> [Using the information]
1. Answer these from the article on single-photon emitters:
(a) Researchers at which university demonstrated the new emitter?
(b) What effect does quantum cryptography take advantage of to keep secrets safe?
(c) What two examples of a message are given?
2. Write the next part of the article on single-photon emitters, picking up after its last sentence.

> [Study text]
[Start of Attachment]

ANN ARBOR—In a development that could make the advanced form of secure communications known as quantum cryptography more practical, University of Michigan researchers have demonstrated a simpler, more efficient single-photon emitter that can be made using traditional semiconductor processing techniques.
Single-photon emitters release one particle of light, or photon, at a time, as opposed to devices like lasers that release a stream of them. Single-photon emitters are essential for quantum cryptography, which keeps secrets safe by taking advantage of the so-called observer effect: The very act of an eavesdropper listening in jumbles the message. This is because in the quantum realm, observing a system always changes it.
For quantum cryptography to work, it’s necessary to encode the message—which could be a bank password or a piece of military intelligence, for example—just one photon at a time. That way, the sender and the recipient will know whether anyone has tampered with the message.
While the U-M researchers didn’t make the first single-photon emitter, they say their new device improves upon the current technology and is much easier to make.

[End of Attachment]

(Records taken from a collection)

[Start of Attachment]

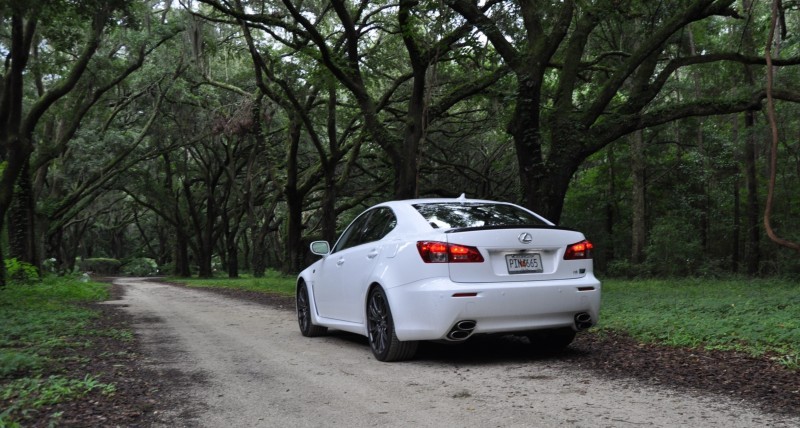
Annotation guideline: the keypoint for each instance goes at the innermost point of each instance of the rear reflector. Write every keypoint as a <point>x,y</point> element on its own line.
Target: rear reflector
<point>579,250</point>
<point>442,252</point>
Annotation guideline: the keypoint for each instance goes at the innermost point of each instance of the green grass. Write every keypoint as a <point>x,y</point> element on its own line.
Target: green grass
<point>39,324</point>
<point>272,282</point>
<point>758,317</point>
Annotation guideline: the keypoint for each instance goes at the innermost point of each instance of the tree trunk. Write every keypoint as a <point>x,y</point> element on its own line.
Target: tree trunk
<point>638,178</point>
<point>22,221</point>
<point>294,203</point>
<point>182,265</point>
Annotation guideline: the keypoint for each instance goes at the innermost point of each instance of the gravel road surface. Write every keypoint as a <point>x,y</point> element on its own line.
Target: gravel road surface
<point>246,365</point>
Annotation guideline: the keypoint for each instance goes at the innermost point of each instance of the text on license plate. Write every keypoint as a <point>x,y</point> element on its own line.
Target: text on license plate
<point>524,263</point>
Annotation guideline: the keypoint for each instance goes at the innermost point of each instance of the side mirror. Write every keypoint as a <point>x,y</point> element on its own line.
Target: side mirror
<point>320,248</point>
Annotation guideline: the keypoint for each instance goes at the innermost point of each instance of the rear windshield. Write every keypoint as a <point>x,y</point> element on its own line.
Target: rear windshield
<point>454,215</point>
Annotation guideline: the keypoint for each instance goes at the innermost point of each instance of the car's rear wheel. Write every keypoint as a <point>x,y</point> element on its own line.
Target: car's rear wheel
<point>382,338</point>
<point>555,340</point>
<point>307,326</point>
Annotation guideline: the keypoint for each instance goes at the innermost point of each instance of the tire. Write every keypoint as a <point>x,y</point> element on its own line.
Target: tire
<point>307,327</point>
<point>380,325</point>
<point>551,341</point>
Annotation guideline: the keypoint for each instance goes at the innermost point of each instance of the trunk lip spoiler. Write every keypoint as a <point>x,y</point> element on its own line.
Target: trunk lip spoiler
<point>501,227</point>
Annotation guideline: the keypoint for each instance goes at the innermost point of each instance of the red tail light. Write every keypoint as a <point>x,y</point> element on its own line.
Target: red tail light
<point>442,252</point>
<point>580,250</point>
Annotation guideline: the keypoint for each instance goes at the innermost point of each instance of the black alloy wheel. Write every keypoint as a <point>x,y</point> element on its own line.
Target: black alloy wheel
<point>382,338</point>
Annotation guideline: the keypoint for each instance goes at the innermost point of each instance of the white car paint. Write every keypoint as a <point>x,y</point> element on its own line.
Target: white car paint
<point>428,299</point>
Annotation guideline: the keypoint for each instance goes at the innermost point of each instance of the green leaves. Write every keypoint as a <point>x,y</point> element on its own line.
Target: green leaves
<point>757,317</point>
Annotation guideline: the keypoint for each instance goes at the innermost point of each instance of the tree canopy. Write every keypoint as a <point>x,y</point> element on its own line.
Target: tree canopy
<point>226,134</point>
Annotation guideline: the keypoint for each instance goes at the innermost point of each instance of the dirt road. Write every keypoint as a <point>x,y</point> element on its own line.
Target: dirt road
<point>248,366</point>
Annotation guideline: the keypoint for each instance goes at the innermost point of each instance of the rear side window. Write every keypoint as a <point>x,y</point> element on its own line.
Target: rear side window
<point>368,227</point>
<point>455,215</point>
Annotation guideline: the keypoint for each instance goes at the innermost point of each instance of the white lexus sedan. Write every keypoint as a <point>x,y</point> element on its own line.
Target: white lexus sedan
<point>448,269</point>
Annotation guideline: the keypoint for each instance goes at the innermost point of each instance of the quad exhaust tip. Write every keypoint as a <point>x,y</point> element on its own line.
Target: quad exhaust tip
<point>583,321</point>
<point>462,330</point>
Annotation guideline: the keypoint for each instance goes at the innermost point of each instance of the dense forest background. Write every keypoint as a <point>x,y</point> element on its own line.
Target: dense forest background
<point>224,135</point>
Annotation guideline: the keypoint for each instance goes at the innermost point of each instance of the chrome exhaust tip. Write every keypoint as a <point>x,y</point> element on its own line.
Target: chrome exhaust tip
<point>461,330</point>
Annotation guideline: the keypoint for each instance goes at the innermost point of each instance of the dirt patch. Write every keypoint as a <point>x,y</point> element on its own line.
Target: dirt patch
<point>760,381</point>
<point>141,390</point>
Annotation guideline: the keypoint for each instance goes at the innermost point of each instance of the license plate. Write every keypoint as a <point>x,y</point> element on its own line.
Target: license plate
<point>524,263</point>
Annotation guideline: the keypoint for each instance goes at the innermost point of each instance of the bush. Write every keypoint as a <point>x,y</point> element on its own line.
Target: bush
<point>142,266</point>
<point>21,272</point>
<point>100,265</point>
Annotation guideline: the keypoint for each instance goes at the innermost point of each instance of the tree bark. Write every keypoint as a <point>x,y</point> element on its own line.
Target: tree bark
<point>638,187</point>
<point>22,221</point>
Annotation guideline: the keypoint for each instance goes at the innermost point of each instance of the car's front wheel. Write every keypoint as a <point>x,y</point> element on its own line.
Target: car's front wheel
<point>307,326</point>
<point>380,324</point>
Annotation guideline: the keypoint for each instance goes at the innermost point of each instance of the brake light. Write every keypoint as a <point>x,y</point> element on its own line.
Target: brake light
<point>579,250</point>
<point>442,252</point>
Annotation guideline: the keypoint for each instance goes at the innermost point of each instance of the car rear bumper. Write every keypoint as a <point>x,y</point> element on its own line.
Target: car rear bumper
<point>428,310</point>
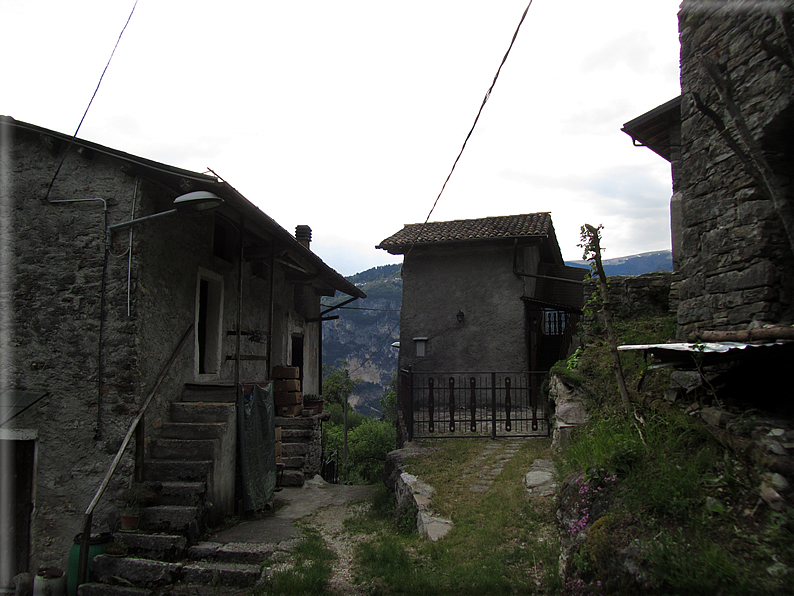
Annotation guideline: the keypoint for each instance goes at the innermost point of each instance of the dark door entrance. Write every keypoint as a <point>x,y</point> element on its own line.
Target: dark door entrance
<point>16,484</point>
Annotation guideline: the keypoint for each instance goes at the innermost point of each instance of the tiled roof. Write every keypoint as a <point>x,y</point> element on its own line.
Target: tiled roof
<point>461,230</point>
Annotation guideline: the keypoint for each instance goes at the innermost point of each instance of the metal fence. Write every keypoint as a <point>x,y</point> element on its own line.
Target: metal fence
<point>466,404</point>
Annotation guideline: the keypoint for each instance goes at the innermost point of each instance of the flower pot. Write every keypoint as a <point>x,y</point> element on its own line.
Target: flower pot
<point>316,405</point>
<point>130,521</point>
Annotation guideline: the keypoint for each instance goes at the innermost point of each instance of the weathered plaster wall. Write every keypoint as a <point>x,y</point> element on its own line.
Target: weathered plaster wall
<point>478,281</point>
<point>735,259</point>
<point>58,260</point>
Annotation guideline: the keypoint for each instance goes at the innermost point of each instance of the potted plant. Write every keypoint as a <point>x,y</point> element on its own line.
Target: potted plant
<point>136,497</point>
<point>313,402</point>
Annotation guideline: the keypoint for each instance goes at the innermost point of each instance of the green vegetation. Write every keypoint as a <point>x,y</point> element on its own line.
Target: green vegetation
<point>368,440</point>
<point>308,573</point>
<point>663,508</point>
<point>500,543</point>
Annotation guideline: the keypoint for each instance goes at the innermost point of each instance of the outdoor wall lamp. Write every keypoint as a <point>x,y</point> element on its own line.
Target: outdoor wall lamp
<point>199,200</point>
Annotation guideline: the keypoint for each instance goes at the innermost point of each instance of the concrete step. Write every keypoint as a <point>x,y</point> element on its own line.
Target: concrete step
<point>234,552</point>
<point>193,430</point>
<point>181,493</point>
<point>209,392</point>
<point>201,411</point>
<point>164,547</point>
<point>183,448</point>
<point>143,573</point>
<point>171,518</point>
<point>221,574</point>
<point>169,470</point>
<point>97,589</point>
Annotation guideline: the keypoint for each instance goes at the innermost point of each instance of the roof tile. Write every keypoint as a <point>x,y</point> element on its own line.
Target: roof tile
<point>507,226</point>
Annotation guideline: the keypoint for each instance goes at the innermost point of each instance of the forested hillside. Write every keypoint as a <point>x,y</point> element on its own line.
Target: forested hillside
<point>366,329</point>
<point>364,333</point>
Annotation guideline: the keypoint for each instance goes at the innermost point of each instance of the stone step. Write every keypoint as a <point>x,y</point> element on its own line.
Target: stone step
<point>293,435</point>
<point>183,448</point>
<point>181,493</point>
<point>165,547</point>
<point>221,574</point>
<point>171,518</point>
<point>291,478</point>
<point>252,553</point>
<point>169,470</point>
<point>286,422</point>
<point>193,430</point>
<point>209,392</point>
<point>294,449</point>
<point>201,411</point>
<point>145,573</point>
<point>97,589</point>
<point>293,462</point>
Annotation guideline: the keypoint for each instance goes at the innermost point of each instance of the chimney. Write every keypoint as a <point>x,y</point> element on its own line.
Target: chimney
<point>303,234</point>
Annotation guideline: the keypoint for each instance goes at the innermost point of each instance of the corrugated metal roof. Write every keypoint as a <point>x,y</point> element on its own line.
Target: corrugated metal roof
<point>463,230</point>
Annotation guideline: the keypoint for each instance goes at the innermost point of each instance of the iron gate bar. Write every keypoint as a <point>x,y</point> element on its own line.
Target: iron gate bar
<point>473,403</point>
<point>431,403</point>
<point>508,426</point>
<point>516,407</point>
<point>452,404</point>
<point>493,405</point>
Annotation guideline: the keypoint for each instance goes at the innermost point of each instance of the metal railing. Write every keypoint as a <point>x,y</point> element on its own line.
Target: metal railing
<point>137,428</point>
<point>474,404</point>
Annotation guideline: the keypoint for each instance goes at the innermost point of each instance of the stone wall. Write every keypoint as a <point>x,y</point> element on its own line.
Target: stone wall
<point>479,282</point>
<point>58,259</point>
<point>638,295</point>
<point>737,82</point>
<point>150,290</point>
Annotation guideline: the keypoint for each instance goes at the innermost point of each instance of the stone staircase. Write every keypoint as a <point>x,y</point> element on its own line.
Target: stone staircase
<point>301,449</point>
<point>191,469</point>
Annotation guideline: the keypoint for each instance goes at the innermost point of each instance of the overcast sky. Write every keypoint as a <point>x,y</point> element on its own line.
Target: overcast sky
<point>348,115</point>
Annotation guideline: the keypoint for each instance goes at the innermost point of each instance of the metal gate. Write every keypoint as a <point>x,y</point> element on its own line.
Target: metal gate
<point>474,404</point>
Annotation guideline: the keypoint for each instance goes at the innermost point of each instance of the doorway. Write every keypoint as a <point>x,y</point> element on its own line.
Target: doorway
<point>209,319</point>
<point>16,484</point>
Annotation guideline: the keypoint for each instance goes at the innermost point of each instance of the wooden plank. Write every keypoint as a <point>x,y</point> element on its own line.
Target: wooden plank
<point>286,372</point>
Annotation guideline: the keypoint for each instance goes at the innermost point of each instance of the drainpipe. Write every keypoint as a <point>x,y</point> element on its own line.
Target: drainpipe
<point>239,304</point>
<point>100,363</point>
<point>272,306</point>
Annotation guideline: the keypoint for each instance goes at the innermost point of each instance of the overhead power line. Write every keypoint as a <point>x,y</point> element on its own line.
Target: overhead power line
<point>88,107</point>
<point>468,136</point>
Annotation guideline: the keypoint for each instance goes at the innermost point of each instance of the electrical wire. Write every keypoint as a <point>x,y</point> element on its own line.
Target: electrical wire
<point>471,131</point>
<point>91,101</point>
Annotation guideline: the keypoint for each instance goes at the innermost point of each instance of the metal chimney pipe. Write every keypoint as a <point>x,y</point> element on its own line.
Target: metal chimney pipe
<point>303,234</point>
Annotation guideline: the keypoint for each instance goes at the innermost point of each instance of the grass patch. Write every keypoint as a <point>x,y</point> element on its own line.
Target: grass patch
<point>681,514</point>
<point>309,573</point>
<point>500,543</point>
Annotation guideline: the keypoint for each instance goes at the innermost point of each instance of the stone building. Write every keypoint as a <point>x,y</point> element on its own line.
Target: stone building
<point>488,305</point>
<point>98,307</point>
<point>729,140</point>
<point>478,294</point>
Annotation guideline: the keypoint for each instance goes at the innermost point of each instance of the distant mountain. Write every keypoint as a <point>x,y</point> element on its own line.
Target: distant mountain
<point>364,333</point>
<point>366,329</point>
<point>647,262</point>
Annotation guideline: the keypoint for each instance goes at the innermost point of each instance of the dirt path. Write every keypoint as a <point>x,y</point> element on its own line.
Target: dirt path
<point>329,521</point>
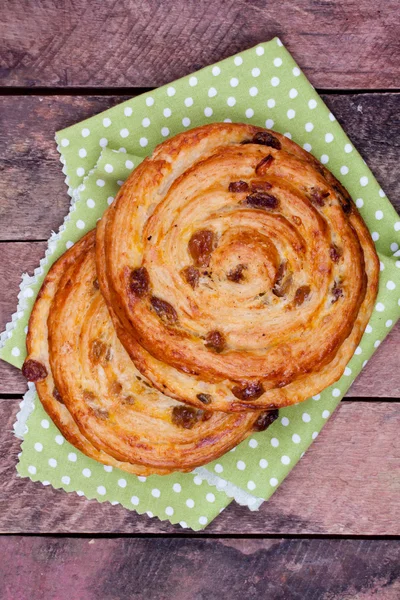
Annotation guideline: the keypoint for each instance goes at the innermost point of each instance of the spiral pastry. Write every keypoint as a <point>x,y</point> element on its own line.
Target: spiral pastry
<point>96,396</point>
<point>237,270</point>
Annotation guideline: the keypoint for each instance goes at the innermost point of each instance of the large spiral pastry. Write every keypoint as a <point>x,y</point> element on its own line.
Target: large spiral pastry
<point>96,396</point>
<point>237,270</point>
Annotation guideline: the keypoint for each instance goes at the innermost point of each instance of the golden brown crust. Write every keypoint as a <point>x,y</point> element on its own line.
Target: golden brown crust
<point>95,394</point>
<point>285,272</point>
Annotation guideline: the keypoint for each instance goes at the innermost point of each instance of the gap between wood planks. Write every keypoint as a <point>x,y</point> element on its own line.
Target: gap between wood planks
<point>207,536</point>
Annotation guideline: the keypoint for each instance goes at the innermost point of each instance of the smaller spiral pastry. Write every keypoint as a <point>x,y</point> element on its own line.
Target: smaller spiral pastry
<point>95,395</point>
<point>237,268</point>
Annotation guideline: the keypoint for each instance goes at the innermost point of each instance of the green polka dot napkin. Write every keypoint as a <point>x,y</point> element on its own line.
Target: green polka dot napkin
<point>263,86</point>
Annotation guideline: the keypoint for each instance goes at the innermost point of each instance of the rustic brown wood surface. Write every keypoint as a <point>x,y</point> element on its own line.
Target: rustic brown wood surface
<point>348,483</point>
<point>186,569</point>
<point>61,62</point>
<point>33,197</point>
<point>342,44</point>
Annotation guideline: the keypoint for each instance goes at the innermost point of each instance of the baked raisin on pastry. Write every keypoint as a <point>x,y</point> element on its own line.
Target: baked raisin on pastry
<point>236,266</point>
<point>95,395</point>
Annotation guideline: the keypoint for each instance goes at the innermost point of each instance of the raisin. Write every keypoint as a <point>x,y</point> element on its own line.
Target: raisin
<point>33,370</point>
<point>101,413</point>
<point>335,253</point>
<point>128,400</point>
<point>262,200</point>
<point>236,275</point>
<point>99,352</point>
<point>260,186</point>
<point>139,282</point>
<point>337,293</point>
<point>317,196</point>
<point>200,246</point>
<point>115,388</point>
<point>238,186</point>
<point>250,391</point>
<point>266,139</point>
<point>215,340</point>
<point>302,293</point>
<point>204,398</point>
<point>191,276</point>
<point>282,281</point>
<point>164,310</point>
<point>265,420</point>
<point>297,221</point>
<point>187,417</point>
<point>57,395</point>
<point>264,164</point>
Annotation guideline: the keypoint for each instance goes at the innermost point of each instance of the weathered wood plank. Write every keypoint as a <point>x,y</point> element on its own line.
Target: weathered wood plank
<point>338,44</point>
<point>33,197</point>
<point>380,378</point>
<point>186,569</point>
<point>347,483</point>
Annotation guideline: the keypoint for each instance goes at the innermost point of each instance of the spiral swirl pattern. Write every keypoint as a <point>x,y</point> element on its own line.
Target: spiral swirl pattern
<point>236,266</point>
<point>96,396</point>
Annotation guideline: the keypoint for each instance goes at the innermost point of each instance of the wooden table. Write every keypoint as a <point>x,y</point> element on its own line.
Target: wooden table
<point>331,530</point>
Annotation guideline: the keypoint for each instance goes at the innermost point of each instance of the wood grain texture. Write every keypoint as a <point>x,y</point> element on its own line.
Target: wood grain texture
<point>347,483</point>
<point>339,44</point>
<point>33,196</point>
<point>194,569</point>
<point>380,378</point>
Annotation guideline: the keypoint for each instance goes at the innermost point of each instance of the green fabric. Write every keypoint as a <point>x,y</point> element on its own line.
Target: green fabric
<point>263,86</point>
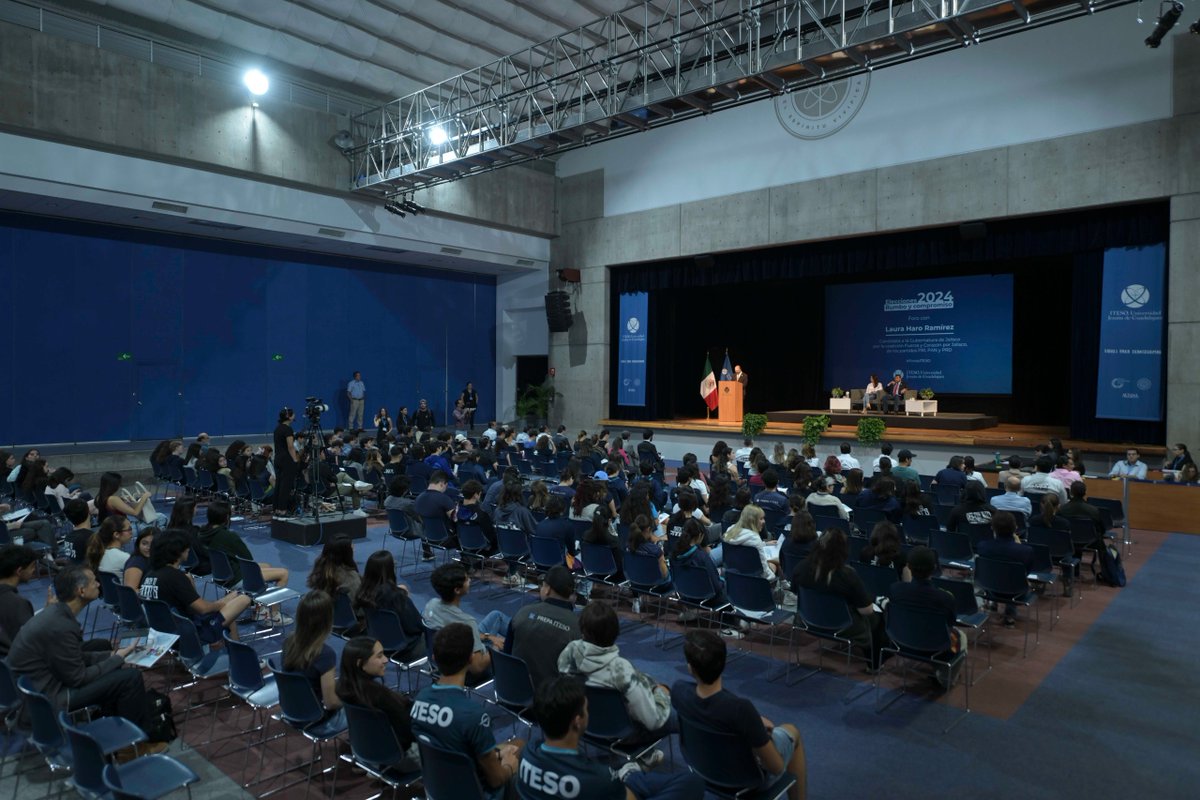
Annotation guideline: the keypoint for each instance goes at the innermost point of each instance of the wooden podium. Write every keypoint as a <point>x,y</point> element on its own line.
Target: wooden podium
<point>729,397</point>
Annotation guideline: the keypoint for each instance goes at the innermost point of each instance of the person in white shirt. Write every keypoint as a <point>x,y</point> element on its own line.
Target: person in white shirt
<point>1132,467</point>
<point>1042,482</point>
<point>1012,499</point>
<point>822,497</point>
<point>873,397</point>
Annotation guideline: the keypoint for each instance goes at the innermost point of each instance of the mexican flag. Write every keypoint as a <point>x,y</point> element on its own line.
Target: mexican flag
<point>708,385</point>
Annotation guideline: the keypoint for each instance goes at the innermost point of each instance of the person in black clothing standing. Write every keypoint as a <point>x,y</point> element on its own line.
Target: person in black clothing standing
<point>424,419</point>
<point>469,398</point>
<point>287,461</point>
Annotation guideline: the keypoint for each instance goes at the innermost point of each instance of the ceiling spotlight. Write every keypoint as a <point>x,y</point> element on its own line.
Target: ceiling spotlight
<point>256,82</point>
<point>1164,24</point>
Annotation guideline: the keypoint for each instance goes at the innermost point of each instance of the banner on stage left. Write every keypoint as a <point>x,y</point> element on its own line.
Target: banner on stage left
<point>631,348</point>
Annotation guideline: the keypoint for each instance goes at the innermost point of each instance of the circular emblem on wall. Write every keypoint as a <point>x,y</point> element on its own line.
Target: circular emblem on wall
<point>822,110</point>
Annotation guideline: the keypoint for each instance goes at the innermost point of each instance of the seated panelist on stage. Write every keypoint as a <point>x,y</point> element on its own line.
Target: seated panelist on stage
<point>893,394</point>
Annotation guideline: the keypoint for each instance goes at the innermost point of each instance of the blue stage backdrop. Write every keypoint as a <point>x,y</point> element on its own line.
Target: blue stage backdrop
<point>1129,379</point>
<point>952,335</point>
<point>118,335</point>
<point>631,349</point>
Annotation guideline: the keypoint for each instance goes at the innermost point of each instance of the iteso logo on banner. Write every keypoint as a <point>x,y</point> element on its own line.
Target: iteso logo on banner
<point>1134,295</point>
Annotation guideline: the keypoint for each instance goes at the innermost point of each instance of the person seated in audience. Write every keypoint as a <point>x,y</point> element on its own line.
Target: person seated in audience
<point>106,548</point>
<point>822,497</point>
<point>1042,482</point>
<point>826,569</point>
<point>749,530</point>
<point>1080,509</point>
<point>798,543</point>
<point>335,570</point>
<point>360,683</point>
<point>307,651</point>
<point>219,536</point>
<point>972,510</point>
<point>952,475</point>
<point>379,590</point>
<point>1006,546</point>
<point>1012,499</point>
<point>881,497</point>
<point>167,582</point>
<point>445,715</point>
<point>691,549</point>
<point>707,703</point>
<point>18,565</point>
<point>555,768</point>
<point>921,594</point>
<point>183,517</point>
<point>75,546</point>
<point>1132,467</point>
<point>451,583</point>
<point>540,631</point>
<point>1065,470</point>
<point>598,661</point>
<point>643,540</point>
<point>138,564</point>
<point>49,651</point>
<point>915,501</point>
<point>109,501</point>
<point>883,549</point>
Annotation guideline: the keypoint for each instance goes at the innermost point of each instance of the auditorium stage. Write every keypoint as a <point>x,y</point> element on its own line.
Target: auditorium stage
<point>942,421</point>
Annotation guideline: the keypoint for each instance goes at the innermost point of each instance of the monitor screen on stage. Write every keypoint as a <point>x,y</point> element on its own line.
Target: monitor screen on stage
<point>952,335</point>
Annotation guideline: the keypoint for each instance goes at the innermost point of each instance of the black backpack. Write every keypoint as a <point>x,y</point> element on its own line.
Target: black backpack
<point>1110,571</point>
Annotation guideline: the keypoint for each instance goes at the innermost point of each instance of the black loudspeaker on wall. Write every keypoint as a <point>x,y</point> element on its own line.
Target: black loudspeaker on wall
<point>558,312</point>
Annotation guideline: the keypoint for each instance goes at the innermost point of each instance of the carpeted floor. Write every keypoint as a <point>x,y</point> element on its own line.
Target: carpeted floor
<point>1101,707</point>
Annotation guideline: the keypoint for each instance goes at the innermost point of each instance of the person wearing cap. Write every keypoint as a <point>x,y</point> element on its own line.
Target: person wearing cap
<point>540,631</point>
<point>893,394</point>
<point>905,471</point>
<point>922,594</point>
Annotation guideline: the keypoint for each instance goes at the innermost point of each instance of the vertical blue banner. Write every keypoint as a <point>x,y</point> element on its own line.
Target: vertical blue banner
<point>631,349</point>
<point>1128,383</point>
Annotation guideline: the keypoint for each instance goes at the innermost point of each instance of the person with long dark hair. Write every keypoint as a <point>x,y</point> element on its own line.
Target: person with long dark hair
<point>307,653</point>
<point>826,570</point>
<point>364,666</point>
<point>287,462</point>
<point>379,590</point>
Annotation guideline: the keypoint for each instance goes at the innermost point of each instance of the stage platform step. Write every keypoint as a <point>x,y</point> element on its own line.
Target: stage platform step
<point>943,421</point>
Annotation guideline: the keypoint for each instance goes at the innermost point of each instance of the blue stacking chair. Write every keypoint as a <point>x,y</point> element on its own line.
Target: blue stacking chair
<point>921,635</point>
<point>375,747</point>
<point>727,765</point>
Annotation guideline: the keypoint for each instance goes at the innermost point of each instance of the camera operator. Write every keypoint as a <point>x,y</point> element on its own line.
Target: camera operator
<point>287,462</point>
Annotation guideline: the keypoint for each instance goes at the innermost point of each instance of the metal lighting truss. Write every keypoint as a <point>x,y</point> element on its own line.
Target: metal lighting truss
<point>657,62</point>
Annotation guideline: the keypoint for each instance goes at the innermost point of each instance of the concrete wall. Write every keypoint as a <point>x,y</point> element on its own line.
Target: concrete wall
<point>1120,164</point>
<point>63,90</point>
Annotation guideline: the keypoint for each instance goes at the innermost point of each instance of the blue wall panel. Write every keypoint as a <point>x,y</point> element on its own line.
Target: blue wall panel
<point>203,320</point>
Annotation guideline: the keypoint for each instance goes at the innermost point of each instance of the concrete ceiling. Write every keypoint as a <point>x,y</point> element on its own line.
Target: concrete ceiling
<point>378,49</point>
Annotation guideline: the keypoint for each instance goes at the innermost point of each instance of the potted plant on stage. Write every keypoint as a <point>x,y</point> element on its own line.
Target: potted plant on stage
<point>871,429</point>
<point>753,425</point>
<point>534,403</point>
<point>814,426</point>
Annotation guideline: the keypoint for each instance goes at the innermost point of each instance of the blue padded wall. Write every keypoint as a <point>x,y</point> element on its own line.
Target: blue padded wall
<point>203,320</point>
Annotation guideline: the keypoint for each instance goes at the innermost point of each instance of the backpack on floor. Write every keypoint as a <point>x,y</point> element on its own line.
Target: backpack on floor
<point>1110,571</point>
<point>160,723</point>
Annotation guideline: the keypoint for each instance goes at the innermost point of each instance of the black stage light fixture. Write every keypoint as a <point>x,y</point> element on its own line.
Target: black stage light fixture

[End of Attachment]

> [Responses in order]
1.
(a) The University of Michigan
(b) The observer effect
(c) A bank password or a piece of military intelligence

2.
“This thing is very, very simple. It is all based on silicon,” said Pallab Bhattacharya, the Charles M. Vest Distinguished University Professor of Electrical Engineering and Computer Science, and the James R. Mellor Professor of Engineering.
Bhattacharya, who leads this project, is a co-author of a paper on the work published in Nature Communications on April 9.
Bhattacharya’s emitter is a single nanowire made of gallium nitride with a very small region of indium gallium nitride that behaves as a quantum dot. A quantum dot is a nanostructure that can generate a bit of information. In the binary code of conventional computers, a bit is a 0 or a 1. A quantum bit can be either or both at the same time.
The semiconducting materials the new emitter is made of are commonly used in LEDs and solar cells. The researchers grew the nanowires on a wafer of silicon. Because their technique is silicon-based, the infrastructure to manufacture the emitters on a larger scale already exists. Silicon is the basis of modern electronics.
“This is a big step in that it produces the pathway to realizing a practical electrically injected single-photon emitter,” Bhattacharya said.
Key enablers of the new technology are size and compactness.
“By making the diameter of the nanowire very small and by altering the composition over a very small section of it, a quantum dot is realized,” Bhattacharya said. “The quantum dot emits single-photons upon electrical excitation.”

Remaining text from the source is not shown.